▸ WHAT YOU HAVE TO DO: Swap "field boundary line" for "field edge line" in the lines from the one containing "Target: rice paddy" through the end of the records, and reproduce only those lines with everything else unchanged.

--- begin ---

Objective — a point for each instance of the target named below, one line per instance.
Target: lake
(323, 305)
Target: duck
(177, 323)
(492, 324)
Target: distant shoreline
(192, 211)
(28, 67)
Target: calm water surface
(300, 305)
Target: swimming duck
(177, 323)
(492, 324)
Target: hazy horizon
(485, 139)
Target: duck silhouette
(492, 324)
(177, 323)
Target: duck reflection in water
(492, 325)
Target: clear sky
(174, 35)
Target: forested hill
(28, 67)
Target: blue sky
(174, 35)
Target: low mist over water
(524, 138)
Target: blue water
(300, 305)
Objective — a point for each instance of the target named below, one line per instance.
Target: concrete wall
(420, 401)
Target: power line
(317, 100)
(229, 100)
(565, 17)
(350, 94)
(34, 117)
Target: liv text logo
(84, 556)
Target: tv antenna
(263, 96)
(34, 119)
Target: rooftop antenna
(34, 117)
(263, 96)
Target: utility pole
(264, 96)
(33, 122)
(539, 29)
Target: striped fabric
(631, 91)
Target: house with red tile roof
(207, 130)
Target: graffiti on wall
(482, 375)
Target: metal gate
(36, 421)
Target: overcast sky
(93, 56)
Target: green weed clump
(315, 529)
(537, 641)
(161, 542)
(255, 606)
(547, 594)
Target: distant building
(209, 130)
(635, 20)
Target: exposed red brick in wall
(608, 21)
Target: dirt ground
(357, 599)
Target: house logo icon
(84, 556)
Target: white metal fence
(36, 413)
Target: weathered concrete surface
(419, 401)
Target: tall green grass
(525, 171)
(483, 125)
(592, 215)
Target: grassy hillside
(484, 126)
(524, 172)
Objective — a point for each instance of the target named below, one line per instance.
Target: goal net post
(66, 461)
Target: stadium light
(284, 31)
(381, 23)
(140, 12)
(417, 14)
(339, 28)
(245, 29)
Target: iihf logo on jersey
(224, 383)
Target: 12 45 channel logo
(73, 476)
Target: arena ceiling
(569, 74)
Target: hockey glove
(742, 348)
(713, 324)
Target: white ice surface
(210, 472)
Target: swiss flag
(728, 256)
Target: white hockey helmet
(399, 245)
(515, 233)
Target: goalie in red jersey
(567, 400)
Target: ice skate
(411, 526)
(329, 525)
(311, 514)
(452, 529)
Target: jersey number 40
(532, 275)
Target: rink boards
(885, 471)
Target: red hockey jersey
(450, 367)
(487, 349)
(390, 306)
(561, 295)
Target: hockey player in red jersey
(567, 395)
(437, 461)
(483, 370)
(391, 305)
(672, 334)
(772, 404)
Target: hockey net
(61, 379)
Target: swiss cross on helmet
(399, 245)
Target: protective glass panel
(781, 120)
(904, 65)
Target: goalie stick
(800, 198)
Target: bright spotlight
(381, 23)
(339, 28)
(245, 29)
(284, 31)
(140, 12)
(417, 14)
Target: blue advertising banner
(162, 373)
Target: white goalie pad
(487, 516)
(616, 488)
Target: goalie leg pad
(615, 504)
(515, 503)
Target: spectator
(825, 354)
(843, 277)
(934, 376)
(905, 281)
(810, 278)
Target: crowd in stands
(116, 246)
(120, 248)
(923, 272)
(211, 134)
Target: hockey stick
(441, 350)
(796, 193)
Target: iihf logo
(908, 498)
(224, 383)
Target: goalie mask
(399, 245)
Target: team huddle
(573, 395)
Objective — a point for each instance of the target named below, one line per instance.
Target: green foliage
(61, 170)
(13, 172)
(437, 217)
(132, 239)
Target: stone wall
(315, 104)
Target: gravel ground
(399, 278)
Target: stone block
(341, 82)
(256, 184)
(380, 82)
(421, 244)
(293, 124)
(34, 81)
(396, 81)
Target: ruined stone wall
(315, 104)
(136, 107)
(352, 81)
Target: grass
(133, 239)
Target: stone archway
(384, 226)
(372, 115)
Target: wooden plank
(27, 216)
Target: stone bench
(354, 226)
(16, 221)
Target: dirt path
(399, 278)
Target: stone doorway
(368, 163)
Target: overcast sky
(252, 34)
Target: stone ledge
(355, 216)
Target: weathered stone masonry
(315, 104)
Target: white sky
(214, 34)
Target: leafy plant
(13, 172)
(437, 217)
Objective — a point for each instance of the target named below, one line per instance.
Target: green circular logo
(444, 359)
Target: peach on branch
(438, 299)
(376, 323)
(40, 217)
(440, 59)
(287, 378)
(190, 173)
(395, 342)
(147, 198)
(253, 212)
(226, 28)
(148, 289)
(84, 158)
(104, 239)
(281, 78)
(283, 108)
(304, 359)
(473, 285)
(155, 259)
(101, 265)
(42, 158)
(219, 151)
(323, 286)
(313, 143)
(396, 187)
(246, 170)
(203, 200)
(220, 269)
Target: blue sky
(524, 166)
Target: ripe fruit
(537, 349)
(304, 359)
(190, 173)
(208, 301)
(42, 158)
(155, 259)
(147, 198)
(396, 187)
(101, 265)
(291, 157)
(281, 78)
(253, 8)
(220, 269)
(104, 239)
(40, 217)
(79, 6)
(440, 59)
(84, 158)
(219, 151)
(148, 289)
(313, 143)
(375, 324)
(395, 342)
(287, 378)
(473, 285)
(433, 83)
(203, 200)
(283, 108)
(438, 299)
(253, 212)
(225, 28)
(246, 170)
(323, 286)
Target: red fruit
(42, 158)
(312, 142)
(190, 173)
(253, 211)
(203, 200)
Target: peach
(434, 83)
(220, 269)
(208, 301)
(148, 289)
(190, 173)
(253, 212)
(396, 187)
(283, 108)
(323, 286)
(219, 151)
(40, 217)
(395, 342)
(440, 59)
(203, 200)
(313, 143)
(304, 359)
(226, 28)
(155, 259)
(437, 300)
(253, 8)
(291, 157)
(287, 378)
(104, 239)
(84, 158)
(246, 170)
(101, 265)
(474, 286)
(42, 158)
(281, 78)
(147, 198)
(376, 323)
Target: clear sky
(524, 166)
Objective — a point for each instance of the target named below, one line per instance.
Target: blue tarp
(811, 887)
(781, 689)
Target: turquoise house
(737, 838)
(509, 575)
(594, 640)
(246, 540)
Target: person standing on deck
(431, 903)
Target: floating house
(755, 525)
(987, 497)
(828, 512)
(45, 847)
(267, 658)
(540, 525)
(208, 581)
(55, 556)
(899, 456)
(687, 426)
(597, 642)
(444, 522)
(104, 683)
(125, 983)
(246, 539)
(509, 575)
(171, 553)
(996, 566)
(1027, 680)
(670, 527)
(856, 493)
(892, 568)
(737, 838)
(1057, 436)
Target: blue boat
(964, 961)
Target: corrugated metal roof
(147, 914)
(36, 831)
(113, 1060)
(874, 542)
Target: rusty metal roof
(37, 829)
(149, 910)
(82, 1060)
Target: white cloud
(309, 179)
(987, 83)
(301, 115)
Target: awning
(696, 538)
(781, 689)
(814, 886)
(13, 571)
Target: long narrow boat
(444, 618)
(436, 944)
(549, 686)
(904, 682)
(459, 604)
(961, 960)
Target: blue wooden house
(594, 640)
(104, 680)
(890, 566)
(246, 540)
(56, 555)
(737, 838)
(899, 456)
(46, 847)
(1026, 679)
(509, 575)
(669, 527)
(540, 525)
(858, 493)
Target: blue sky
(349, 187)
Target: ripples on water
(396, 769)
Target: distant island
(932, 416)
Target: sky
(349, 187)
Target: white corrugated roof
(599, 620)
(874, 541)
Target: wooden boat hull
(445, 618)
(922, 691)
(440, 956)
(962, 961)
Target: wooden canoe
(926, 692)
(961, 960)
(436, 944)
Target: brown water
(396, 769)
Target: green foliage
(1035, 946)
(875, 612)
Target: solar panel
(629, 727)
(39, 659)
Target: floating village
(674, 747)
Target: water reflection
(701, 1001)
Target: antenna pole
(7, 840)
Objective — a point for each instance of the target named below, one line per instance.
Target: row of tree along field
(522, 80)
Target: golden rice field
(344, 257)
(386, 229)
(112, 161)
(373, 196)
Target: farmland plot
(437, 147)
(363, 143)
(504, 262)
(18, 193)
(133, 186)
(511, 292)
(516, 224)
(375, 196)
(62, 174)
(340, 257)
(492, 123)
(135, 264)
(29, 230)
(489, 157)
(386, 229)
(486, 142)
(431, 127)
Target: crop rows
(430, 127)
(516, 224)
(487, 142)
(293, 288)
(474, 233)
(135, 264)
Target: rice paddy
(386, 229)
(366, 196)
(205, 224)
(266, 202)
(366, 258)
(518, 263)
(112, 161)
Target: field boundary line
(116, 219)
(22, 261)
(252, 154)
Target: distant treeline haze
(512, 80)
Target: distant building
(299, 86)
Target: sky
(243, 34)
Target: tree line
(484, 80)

--- end ---

▸ RESULT OF THIS EXERCISE:
Target: rice paddy
(386, 229)
(366, 196)
(205, 224)
(266, 202)
(366, 258)
(518, 263)
(112, 161)
Target: field edge line
(116, 219)
(22, 261)
(252, 154)
Target: distant treeline haze
(512, 80)
Target: distant building
(299, 86)
Target: sky
(243, 34)
Target: tree line
(484, 80)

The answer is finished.